_PROBLEM:_ Search the material for the word "stadium" and copy each line that holds it.

_GIVEN DATA:_
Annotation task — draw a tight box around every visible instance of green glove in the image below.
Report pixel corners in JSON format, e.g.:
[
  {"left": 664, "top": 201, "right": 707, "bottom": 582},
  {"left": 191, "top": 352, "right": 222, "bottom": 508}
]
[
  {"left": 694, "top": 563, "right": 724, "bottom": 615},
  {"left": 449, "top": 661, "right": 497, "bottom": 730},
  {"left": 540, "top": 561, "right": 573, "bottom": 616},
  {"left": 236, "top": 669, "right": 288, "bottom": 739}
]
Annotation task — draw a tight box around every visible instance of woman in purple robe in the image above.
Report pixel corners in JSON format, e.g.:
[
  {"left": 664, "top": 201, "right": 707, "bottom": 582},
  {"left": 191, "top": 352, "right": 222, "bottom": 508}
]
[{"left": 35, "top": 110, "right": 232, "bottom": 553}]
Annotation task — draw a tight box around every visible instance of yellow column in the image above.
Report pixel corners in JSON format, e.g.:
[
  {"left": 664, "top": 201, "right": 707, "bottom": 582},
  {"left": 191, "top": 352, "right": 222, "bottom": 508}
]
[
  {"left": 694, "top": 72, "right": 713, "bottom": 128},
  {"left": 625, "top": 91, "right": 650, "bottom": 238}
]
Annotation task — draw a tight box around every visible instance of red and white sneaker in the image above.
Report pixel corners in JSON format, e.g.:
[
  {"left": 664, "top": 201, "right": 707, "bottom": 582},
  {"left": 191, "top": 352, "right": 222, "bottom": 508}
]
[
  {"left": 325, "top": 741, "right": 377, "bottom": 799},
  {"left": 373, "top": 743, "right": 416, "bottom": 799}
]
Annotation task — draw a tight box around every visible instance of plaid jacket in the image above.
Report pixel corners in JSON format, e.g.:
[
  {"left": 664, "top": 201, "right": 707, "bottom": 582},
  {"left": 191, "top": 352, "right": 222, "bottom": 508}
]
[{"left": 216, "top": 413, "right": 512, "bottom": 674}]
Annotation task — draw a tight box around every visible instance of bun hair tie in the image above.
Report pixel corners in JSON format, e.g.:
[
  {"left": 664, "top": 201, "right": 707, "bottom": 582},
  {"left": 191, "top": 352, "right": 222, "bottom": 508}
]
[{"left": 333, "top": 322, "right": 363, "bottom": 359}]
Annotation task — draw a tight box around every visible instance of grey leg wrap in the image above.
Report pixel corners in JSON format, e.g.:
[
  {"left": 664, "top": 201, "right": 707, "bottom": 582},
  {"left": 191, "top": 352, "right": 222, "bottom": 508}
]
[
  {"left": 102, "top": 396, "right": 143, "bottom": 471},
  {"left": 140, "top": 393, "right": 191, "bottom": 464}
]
---
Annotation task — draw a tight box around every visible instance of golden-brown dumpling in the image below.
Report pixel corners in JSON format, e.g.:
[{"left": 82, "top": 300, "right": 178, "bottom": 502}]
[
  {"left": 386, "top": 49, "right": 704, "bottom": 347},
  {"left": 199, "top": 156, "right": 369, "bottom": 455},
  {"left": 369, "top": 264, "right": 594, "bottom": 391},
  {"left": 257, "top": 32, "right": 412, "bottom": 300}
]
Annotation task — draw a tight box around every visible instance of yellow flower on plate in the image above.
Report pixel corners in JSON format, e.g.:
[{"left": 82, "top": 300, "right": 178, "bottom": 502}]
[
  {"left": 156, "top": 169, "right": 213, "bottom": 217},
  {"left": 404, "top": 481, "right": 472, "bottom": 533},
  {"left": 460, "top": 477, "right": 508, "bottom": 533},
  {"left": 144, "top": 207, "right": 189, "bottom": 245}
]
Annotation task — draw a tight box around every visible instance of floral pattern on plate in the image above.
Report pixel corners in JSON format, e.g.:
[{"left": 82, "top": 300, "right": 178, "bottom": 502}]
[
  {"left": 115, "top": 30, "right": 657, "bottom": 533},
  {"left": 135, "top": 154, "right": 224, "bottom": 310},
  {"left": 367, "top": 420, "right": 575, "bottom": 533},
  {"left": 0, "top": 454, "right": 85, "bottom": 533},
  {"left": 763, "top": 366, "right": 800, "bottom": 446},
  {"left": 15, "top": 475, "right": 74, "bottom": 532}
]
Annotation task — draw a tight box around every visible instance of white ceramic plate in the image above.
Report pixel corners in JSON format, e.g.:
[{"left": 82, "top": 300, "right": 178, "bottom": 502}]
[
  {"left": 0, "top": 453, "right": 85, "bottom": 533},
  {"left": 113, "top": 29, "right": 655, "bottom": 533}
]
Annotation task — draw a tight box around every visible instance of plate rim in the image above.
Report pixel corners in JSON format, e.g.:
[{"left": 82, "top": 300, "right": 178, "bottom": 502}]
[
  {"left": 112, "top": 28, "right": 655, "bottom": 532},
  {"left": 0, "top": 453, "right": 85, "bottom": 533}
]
* * *
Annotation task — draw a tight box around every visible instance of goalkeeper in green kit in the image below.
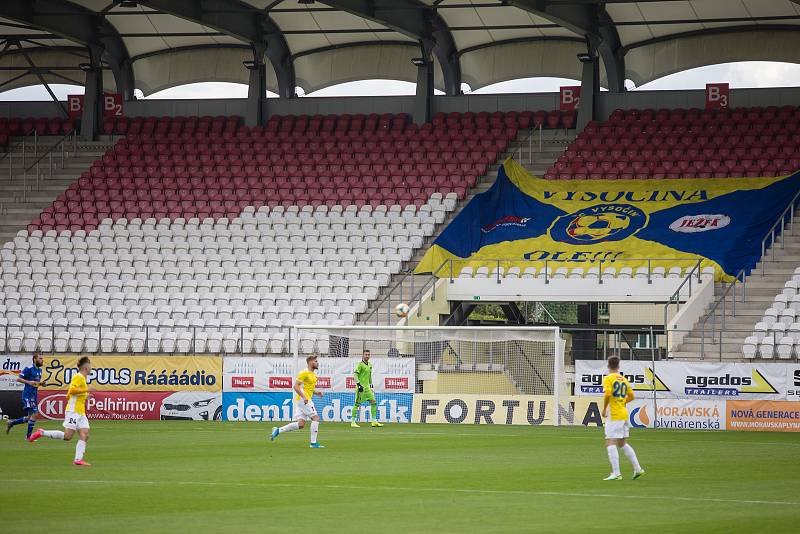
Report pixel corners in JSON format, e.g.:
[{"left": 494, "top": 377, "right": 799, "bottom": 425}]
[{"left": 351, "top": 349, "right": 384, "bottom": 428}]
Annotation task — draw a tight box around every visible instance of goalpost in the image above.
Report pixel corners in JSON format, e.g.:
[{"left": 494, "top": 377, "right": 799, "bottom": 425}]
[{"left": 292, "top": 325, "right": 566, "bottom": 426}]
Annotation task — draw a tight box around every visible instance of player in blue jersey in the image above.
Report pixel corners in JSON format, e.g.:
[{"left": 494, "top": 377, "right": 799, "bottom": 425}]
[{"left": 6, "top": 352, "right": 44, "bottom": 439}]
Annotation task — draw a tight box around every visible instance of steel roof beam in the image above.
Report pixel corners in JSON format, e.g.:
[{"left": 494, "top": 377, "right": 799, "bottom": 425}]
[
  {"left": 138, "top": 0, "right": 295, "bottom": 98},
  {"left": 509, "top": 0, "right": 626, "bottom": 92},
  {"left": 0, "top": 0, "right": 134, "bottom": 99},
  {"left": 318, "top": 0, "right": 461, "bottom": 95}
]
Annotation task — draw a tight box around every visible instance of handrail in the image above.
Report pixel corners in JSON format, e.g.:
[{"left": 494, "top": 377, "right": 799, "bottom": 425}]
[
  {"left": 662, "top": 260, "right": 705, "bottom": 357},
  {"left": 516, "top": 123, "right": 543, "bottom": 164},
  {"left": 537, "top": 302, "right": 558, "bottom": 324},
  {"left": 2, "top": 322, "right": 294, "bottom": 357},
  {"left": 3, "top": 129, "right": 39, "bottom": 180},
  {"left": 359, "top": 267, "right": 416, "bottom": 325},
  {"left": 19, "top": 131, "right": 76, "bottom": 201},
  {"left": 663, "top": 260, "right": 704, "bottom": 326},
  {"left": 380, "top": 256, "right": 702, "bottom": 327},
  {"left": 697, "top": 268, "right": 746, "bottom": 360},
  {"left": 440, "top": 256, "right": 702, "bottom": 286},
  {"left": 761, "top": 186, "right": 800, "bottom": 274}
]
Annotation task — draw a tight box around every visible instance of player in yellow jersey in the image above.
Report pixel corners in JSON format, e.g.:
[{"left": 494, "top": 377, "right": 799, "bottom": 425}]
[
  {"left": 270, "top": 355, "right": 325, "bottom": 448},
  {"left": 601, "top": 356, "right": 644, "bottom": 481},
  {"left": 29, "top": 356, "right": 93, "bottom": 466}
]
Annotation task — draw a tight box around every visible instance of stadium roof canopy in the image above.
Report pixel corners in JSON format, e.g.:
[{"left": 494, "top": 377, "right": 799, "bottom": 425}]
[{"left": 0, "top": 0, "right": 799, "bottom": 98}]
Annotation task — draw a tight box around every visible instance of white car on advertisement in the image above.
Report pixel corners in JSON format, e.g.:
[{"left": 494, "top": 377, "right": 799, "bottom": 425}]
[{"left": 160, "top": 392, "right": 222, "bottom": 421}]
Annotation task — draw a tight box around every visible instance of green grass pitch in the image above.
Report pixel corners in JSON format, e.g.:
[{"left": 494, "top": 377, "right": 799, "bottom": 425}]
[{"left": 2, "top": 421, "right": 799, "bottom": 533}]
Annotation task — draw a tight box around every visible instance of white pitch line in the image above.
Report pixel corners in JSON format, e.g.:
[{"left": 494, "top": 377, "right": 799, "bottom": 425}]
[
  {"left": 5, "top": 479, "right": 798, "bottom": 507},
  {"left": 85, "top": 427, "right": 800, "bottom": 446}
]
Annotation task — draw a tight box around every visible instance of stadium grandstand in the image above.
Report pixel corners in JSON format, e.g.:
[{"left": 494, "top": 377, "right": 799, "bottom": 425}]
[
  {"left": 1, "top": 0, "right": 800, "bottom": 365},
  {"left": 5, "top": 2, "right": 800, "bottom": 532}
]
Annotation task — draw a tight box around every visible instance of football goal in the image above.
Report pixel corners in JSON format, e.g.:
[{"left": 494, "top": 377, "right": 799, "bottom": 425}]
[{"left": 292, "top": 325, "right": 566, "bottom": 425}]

_RESPONSE AREA:_
Annotation task — draw a tight box around every visible instance of stadium roof canopy in the image above.
Annotation task — draw a tight box around every visible instance of stadium grandstand in the image above.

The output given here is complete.